## Aim of the task
Give again, word for word, every line below from the one that has "TASK = locate one point per instance of the granite" through the one that has "TARGET = slate roof", both included, and no others.

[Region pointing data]
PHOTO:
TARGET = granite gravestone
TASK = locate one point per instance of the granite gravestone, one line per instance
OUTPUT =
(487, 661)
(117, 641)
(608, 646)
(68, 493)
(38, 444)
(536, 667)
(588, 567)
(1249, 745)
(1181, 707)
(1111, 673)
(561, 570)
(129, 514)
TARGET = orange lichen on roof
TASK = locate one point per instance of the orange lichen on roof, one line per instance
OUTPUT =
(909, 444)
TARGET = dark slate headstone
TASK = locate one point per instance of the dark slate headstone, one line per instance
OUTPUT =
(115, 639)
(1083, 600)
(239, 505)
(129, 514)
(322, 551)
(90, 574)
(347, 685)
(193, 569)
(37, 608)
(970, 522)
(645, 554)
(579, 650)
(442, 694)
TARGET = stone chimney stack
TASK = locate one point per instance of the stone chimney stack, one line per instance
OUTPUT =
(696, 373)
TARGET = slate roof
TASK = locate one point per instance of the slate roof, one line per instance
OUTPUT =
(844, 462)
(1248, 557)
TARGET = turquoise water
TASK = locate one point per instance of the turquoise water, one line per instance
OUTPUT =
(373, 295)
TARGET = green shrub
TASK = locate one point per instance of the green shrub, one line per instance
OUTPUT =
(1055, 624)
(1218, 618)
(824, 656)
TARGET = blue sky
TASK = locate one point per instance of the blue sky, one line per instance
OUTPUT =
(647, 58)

* * *

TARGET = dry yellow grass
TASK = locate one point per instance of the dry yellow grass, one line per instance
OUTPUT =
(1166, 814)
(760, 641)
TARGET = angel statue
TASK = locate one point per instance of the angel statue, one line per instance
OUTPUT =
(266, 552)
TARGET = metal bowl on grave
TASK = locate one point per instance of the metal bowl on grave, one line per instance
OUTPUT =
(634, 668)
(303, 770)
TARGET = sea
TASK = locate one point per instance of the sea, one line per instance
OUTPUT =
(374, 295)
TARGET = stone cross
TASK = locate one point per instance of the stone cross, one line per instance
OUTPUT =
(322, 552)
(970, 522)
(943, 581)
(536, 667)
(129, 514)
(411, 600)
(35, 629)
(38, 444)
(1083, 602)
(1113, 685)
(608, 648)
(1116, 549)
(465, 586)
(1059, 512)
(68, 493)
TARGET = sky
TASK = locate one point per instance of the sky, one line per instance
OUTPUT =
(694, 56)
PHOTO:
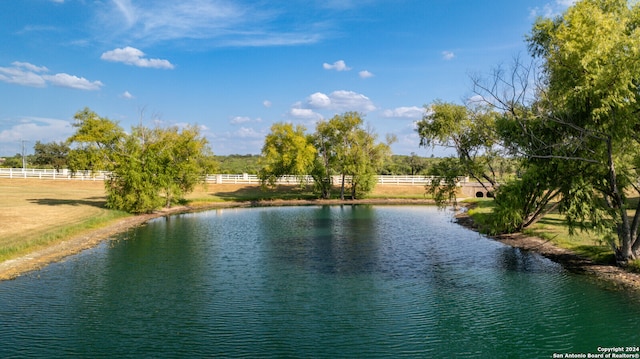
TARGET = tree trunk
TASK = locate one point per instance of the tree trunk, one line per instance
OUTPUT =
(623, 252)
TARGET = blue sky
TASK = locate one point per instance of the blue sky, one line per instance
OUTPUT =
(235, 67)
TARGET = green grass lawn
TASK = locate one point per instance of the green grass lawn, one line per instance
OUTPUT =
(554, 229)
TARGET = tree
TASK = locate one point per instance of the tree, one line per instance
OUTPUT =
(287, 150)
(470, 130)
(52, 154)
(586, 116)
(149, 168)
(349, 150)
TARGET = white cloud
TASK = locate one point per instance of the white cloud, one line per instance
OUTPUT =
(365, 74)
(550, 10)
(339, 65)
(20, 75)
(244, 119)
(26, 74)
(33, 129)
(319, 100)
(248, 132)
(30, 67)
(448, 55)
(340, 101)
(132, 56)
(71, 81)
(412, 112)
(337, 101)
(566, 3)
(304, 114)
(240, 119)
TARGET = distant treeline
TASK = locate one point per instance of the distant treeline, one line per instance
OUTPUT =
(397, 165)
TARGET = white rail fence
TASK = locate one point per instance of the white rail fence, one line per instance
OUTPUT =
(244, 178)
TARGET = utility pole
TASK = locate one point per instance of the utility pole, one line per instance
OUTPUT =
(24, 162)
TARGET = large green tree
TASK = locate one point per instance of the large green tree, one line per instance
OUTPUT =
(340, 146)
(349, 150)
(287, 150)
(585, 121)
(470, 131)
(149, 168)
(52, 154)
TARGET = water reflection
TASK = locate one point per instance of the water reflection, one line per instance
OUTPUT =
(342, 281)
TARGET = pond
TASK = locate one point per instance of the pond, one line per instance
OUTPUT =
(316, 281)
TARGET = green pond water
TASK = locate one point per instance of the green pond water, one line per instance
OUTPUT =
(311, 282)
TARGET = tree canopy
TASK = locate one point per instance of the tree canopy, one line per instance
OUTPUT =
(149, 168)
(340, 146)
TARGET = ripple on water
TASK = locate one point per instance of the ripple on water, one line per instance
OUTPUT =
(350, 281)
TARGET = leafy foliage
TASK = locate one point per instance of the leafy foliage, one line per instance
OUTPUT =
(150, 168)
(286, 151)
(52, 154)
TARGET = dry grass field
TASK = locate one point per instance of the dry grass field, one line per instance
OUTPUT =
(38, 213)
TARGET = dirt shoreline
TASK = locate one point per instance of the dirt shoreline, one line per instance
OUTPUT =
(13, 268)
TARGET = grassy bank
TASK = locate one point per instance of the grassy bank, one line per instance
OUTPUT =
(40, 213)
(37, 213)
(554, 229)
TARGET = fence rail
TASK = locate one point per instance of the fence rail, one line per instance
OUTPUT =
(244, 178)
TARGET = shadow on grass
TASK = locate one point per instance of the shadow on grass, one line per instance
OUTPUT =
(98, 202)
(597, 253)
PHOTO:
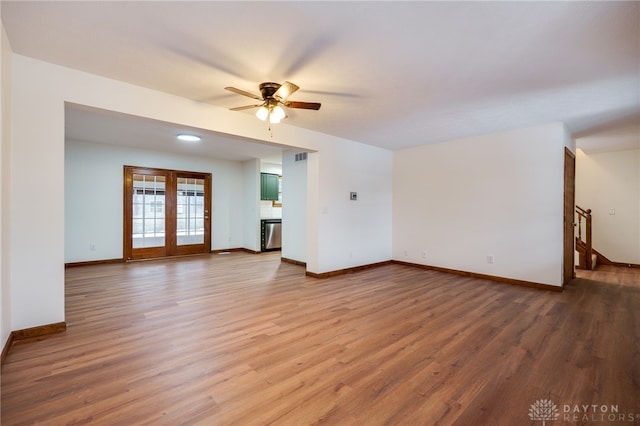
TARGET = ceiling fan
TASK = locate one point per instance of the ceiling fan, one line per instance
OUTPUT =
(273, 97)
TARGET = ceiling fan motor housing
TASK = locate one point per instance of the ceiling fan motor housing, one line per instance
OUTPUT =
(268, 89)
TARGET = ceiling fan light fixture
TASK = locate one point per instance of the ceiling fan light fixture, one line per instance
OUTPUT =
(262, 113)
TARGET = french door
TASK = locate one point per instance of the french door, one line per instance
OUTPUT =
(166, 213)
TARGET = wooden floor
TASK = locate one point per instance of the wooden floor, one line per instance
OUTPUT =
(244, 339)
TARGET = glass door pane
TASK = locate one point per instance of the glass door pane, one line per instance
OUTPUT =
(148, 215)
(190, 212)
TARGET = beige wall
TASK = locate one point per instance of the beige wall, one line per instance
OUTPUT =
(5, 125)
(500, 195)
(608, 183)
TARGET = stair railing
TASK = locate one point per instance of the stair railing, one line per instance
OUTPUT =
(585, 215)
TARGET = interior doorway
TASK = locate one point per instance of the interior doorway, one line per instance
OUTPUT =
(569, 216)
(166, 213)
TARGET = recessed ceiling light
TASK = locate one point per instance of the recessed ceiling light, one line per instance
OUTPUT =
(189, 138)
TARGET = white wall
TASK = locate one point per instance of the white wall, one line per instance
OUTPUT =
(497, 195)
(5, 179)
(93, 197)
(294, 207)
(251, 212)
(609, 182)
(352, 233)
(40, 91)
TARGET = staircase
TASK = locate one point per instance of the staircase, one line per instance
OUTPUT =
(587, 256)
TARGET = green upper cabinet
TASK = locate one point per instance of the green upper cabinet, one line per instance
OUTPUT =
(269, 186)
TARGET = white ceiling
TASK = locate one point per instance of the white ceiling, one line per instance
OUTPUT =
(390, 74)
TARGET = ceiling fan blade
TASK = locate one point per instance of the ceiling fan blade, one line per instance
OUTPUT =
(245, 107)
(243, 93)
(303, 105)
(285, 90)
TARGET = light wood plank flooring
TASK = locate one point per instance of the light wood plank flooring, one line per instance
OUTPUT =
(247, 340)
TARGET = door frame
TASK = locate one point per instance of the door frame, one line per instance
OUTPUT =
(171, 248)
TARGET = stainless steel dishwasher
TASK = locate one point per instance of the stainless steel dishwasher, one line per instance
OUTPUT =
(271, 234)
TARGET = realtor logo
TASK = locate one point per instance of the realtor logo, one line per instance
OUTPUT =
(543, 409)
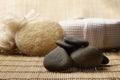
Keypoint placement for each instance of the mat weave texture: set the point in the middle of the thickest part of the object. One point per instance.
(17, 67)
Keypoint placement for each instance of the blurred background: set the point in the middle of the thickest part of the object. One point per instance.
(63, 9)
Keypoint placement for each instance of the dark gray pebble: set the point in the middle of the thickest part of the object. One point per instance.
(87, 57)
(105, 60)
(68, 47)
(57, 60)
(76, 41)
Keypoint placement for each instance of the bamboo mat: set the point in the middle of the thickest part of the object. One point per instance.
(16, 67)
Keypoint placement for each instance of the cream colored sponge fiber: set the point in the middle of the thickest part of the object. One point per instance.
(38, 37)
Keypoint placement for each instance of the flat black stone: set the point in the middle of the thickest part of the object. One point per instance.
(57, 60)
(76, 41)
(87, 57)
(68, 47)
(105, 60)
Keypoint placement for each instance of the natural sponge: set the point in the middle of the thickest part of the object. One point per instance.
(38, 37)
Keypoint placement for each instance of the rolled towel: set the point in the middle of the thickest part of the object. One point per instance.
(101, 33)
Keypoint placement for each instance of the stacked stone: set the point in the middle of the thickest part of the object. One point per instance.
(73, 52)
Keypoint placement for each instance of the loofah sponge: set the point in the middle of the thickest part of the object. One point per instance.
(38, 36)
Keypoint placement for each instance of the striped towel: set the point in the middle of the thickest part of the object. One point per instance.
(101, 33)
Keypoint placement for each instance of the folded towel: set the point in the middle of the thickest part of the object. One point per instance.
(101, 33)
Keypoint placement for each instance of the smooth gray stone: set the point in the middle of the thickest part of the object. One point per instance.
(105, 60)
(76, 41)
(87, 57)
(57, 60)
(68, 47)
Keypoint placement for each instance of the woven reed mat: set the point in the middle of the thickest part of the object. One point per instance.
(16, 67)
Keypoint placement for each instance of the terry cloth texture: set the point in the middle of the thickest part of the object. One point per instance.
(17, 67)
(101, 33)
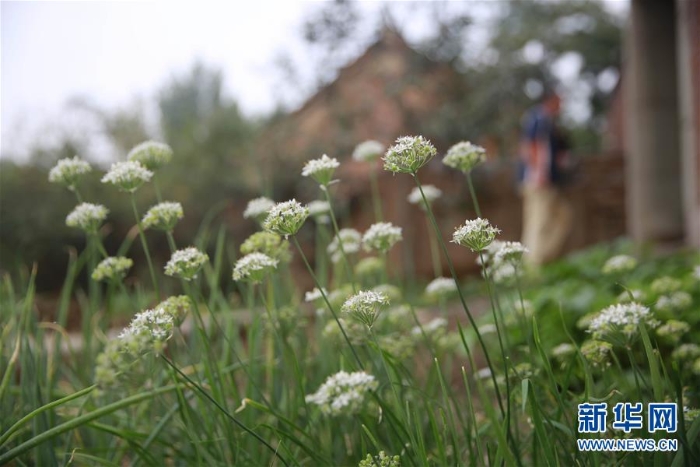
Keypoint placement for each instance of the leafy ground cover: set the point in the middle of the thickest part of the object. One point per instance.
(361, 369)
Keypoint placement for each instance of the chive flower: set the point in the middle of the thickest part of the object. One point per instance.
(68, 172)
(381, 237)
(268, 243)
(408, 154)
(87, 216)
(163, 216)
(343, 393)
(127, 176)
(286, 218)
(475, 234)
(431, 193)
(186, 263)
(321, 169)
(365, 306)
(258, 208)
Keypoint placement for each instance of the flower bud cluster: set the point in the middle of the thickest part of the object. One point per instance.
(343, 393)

## Answer section
TASK = locate one point per instance of the granite gravestone, one line per instance
OUTPUT =
(487, 661)
(117, 641)
(608, 646)
(68, 493)
(38, 444)
(536, 667)
(588, 567)
(1249, 745)
(1181, 707)
(1111, 673)
(561, 570)
(129, 514)
TARGET = orange lichen on roof
TASK = locate one point per instance of the orange lichen on roof, one line per instance
OUTPUT =
(909, 444)
TARGET = dark slate headstone
TASK = locate one point per instance of the dark slate headstone, one line per instance
OUTPUT =
(115, 639)
(1083, 600)
(239, 505)
(129, 514)
(322, 551)
(90, 574)
(347, 685)
(193, 569)
(37, 608)
(970, 522)
(645, 554)
(579, 650)
(442, 694)
TARGET = stone chimney stack
TASK = locate one point per instance of the stone chimney stack, one line per instance
OUTPUT =
(696, 373)
TARGET = slate roof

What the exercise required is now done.